> _Task goal_:
Write out each line below precisely, passing over the pictures.

--- Information shown Enclosed Below ---

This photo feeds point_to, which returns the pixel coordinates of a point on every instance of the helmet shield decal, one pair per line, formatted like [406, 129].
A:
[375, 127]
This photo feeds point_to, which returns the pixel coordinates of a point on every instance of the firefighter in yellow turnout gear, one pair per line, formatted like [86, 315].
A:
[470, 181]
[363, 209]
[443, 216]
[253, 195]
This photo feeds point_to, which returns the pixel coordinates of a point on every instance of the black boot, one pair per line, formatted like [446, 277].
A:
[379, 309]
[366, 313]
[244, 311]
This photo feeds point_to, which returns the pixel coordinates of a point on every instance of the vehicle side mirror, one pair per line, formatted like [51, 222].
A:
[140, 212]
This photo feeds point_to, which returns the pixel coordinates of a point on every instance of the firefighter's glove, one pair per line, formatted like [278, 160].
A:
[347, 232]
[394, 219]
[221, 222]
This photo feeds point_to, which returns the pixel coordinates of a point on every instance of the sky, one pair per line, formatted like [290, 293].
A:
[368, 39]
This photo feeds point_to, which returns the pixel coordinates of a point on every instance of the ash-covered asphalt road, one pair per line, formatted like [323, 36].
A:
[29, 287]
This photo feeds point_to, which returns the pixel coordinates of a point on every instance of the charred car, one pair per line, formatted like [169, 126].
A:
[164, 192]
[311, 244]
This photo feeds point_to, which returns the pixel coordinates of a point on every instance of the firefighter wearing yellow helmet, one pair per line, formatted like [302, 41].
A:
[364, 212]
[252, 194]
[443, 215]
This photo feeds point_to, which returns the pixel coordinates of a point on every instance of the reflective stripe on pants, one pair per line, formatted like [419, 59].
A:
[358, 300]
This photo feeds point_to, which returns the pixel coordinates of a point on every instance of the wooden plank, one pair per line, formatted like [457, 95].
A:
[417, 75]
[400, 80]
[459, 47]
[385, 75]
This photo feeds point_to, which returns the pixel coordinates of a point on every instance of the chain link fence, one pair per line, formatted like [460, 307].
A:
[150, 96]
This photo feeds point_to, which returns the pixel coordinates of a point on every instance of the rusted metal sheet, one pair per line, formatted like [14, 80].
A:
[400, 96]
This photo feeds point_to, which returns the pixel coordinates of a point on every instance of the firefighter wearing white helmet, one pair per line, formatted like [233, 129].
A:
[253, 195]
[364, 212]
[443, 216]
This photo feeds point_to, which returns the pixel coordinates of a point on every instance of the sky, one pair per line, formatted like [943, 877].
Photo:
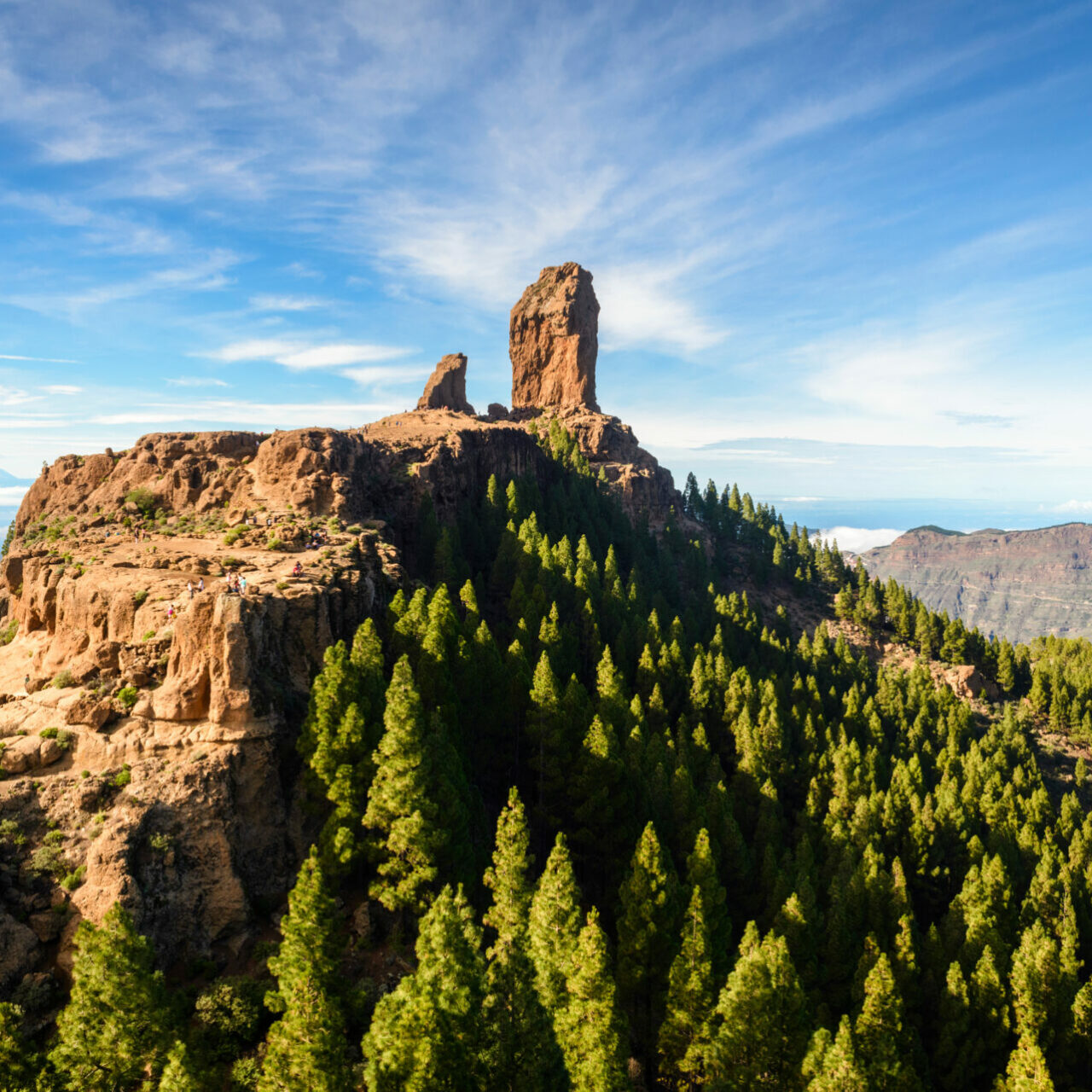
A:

--- End of Enclosed Information shown ---

> _Your response_:
This photo feeds point_to, which returns the pixel coordinates of a point on every instance of the helmet shield decal, one pair per line, formatted like [406, 129].
A:
[375, 127]
This photo feeds point_to, which returns the pixel coordinates of a point on every instance of the firefighter in yellow turnout gear, one pair per line, formatted like [86, 315].
A:
[470, 181]
[363, 209]
[443, 216]
[253, 195]
This photo feeds point_to, which returns the pixel coordinates of a point on every instance of the black boot, one pair per line, formatted like [446, 277].
A:
[379, 309]
[366, 313]
[244, 311]
This photo feeds point_to, which returns the pixel coordinates of a point on every instance of the vehicle side mirror, one pair per line, formatted like [51, 222].
A:
[140, 212]
This photo feeds point_to, which returns the pixel coordinates of a point on every instance of the firefighter's glove, one pair per line, formatted like [278, 160].
A:
[347, 232]
[394, 219]
[221, 222]
This photo feeds point_to, which returns the pixel coordinates of a point on every instance of the sky, one pair per line, formatted like [290, 293].
A:
[368, 39]
This photo feeds point_to, which returns the pixel coordinates of a point on every instance of the ash-covered asphalt road, one pair per line, formatted like [323, 36].
A:
[29, 287]
This photo feeds point_to, which returns the pixel coordinates of a point on every instance of the charred car, one pair per line, formatted like [169, 126].
A:
[164, 192]
[311, 244]
This photo feeds point_to, which returns the pixel coordinates of a point on every instance of the firefighter wearing yellow helmet, one pair per line, formatted like [302, 41].
A:
[364, 212]
[252, 194]
[443, 215]
This photo feeds point_to, which returns the pixel coordinates of a point on every instance of the reflective stripe on pants, one pair per line, formatted like [419, 59].
A:
[358, 300]
This photo feeds point_to, which returns the pixel coordinates of a point on every instance of the wooden plank, one pair per line, formatted like [457, 95].
A:
[417, 75]
[400, 80]
[459, 47]
[385, 75]
This photo feeds point_to, which returns the pixel coordinates of a point on every instance of the chain link fence, one pair per line, formatted like [460, 307].
A:
[150, 96]
This photo feeds point_to, which returns the pixel coordinates of a point on every instance of the rusted metal sheet, one pair per line, formatted like [14, 80].
A:
[400, 96]
This photo feeds point_to, which returns the pixel coordinates of a point on every instance of the firefighter wearing white helmet, one pair per line, formatted like [233, 129].
A:
[253, 195]
[364, 212]
[443, 216]
This photo feeds point_to, which returns the pixel coordinates of a point on every instance of the sky, one pair per line, formatted like [943, 877].
Photo:
A:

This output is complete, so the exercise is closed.